== Provided entries ==
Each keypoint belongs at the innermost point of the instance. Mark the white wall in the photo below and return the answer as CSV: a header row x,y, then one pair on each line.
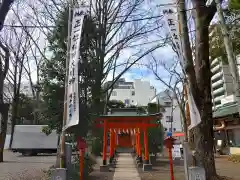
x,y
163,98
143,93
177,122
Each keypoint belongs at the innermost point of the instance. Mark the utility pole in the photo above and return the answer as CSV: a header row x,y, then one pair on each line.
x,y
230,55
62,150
===
== Provided entries ==
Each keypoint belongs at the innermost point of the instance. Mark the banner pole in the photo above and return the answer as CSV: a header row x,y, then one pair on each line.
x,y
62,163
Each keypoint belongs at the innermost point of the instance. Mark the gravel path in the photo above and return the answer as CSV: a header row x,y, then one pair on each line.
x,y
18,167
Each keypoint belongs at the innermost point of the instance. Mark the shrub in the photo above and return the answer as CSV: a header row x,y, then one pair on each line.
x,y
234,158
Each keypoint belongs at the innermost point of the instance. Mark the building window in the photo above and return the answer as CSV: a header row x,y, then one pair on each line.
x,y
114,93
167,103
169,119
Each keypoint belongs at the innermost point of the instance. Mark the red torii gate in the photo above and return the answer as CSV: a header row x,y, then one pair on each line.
===
== Provided entries ==
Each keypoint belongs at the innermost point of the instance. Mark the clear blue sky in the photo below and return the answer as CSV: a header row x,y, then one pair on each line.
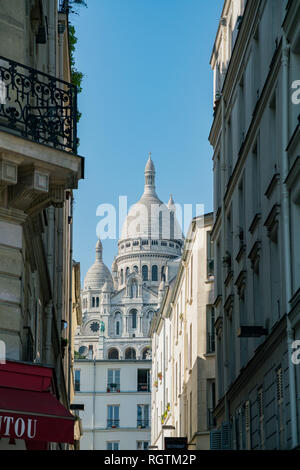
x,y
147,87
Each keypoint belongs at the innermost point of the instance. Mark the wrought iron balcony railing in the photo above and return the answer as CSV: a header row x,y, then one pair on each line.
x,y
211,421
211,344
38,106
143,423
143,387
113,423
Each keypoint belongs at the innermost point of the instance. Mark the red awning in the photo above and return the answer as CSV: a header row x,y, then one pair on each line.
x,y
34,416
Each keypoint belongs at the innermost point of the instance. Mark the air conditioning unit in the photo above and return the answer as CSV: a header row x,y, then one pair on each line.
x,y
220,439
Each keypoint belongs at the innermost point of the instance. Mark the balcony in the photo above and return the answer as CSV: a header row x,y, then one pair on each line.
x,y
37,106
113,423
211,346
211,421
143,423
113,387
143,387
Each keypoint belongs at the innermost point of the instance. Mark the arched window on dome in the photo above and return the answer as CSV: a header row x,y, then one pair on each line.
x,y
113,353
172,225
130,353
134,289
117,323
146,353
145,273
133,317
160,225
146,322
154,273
===
## Given request
Select and copy each line of the material above that contains the string "dome".

## Answer to the exercise
Each keypoint belongs at the innermost point of the instance. Mark the arched window on dome in the photo above and return the answer as CSV: a header row x,y, then one pair on each line.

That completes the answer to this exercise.